_Tâches_:
**1)** Retranscrivez fidèlement le passage du texte source qui va de « En octobre 2021, les » jusqu'à « selon les autorités. ».
**2)** D'après le texte source, à quelles dates les Assises nationales de la refondation doivent-elles se tenir ?

_Texte source_:
================================

Le 24 mai 2021, des membres des forces armées ont arrêté le président de la transition Bah Ndaw et le premier ministre Moctar Ouane dans le cadre « d'un coup d'État dans le coup d'État ». La manœuvre, initiée par le vice-président et leader du coup d'État de 2020 Assimi Goïta, s'est produite à la suite de l'annonce d'un remaniement ministériel. Goïta a accusé Ndaw et Ouane d'avoir violé la charte de la transition en ayant omis de le consulter au préalable. Paradoxalement, la charte de la transition ne donne pas au vice-président le pouvoir de limoger le président ni le premier ministre.
Les observateurs ont signalé que ce dernier coup d'État révèle « le pouvoir absolu dont jouit la junte d'août 2020, qui a dirigé le pays derrière la façade d'une transition civile ».
En octobre 2021, les dirigeants de la transition ont annoncé qu'ils ne seraient pas en mesure d'organiser des élections présidentielles et législatives en février 2022 en invoquant des raisons de sécurité. Ces scrutins auraient marqué la fin de la période de transition de dix-huit mois après le coup d'État de 2020. Cette annonce a conduit la CEDEAO à imposer une nouvelle série de sanctions. Les Assises nationales de la refondation se tiendront du 20 au 26 décembre 2021 et fixeront une nouvelle date pour ces élections, selon les autorités.

================================

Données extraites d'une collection
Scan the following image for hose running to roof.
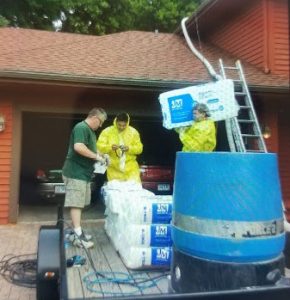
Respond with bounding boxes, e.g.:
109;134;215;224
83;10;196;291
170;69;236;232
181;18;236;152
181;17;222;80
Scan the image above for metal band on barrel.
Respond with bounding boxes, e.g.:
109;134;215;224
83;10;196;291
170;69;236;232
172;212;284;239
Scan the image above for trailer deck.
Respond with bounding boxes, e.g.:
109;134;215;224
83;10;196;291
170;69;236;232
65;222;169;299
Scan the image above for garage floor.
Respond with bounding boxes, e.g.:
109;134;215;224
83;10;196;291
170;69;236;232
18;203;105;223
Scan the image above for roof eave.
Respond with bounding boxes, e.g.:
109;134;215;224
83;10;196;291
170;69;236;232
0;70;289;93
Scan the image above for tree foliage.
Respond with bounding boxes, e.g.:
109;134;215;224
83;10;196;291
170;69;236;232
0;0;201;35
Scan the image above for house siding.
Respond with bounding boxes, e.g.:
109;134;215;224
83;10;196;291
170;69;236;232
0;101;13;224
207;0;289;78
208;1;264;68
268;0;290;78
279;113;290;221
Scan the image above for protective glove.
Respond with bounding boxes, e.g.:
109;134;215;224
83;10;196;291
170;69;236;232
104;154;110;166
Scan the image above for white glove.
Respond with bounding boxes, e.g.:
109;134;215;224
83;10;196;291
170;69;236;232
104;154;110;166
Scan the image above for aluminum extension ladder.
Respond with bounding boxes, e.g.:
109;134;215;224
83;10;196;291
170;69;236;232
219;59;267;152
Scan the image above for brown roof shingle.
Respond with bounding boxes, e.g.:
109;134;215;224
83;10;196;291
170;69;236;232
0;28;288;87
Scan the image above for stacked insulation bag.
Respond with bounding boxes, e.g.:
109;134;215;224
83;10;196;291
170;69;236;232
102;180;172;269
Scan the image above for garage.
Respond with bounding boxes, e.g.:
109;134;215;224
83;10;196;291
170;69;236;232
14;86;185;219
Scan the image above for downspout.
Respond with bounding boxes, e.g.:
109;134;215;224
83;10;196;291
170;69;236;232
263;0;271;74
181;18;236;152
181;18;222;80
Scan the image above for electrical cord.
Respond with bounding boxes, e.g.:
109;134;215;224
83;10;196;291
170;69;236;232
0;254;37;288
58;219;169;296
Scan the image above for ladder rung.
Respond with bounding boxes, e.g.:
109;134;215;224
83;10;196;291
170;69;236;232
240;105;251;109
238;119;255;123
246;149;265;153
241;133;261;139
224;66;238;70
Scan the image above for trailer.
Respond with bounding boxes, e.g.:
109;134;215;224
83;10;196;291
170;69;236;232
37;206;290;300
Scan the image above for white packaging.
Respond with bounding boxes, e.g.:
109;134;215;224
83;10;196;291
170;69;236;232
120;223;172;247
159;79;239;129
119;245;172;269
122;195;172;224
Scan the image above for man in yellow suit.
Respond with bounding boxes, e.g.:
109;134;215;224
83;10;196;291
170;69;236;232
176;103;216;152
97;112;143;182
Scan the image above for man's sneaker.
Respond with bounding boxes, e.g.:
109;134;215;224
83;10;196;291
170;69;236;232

================================

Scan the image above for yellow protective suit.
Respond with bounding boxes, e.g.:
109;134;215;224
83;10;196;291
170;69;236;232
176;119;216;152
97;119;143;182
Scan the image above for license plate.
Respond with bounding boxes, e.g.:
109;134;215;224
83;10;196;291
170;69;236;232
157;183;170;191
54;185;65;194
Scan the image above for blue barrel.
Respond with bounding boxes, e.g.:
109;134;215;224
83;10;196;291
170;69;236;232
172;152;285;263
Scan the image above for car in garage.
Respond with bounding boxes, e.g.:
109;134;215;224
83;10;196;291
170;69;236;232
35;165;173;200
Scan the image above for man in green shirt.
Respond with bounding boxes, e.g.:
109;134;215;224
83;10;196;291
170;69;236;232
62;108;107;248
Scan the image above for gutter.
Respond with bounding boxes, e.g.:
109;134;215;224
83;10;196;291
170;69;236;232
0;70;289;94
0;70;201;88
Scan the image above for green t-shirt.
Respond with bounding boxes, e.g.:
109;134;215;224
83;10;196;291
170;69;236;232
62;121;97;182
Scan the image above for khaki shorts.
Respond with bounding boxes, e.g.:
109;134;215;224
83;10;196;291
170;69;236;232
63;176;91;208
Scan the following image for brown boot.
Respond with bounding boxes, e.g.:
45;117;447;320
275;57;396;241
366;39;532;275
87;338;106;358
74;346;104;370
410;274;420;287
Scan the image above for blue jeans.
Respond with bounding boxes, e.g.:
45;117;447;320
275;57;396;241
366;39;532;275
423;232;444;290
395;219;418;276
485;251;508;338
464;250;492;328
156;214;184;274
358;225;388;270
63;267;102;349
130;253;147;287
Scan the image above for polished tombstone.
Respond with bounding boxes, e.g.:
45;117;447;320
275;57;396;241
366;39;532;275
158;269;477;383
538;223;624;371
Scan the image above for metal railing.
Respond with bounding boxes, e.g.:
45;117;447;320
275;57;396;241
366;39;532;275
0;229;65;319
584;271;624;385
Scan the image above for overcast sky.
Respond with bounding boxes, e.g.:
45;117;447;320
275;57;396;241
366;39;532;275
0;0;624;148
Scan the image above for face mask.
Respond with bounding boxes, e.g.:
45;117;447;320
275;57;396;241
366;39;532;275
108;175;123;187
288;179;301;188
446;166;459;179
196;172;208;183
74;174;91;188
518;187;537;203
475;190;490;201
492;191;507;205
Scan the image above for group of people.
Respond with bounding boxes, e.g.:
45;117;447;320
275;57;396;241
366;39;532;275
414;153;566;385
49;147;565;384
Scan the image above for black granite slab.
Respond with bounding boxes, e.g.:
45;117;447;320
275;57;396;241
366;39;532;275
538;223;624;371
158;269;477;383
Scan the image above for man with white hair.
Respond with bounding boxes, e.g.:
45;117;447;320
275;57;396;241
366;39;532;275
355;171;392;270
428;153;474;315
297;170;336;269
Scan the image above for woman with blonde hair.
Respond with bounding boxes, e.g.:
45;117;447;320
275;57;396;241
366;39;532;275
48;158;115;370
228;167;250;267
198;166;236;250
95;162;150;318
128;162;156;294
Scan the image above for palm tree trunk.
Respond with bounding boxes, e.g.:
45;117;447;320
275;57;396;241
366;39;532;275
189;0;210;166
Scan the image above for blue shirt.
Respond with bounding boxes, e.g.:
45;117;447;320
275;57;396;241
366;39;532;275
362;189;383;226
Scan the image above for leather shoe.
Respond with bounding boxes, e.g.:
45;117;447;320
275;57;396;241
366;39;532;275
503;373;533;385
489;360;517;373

================================

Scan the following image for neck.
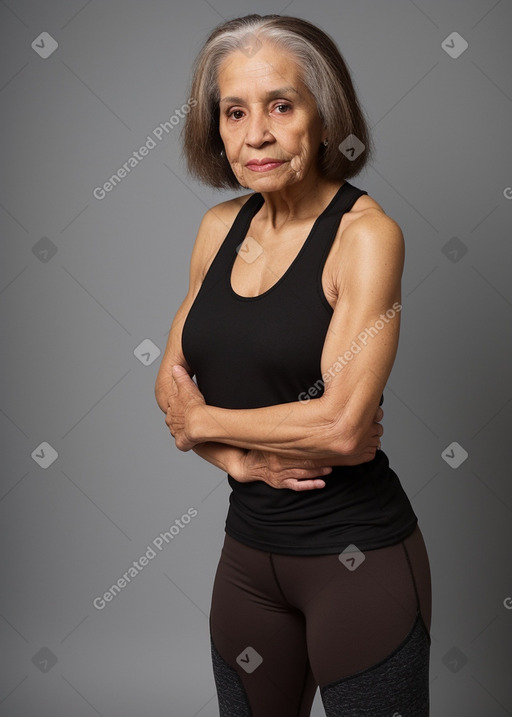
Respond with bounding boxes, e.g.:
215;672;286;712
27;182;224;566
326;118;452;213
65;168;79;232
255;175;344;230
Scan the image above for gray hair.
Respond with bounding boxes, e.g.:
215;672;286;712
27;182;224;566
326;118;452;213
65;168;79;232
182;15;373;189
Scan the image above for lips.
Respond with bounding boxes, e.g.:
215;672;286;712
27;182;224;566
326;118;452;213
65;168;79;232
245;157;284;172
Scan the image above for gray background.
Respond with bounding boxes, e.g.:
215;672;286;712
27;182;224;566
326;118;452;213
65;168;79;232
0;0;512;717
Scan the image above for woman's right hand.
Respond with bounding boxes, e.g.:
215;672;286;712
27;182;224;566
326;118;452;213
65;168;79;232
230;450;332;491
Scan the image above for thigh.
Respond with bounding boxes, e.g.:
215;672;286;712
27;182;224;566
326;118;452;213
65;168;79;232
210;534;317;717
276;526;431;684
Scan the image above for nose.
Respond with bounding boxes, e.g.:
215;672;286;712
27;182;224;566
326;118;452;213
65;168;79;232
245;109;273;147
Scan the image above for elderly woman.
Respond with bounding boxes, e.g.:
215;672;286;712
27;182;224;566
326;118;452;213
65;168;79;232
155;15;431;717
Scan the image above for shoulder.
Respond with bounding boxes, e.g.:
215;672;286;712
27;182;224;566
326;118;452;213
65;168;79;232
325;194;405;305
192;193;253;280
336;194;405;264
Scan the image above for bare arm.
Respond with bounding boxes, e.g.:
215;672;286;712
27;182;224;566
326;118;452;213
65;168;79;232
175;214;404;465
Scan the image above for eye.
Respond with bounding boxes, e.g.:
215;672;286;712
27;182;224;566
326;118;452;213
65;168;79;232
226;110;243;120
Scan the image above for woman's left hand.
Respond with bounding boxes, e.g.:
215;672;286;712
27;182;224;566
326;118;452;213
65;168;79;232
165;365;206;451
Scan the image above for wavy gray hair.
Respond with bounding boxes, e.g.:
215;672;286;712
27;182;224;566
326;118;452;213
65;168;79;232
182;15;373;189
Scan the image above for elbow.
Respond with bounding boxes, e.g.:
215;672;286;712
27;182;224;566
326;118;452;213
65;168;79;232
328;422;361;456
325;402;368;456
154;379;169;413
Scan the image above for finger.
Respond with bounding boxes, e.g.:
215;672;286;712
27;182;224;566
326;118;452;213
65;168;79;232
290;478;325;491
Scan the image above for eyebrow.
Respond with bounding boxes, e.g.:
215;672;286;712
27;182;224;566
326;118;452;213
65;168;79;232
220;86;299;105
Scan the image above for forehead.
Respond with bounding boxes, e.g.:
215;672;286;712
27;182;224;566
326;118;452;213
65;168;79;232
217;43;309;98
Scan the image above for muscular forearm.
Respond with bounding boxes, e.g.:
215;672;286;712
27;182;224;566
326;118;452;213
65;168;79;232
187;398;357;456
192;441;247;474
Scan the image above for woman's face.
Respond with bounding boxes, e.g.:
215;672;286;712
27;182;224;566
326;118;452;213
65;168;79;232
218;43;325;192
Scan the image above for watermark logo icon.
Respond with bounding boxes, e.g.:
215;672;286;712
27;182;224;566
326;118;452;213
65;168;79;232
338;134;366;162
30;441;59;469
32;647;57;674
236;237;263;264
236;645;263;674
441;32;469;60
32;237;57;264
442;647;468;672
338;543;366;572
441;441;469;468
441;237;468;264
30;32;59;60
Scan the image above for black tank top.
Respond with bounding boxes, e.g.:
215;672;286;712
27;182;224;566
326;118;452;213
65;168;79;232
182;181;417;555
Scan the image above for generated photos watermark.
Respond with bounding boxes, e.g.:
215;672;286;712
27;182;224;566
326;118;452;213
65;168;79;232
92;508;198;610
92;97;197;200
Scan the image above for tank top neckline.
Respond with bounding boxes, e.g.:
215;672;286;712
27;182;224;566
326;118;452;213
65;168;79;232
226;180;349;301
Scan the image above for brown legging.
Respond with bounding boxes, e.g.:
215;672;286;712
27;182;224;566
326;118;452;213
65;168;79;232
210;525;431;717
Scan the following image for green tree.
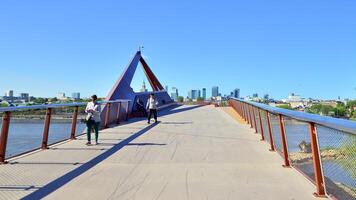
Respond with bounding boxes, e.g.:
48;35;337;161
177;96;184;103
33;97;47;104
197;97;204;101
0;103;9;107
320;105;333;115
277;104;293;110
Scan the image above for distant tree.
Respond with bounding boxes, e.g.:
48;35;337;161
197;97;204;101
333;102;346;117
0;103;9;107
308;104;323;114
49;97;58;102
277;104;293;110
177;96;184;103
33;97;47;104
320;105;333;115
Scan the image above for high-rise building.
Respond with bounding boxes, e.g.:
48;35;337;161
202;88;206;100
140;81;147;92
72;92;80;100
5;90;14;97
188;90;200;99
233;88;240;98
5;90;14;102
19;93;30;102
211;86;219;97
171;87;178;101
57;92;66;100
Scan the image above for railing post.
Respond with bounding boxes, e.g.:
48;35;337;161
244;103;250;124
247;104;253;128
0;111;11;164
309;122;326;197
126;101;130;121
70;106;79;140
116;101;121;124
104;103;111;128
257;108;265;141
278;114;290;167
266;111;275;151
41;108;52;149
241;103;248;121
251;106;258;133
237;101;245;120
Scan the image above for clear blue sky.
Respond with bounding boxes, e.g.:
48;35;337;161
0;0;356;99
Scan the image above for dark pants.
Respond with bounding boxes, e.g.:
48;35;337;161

================================

_Réponses attendues_:
**1)**
En octobre 2021, les dirigeants de la transition ont annoncé qu'ils ne seraient pas en mesure d'organiser des élections présidentielles et législatives en février 2022 en invoquant des raisons de sécurité. Ces scrutins auraient marqué la fin de la période de transition de dix-huit mois après le coup d'État de 2020. Cette annonce a conduit la CEDEAO à imposer une nouvelle série de sanctions. Les Assises nationales de la refondation se tiendront du 20 au 26 décembre 2021 et fixeront une nouvelle date pour ces élections, selon les autorités.

**2)** Du 20 au 26 décembre 2021.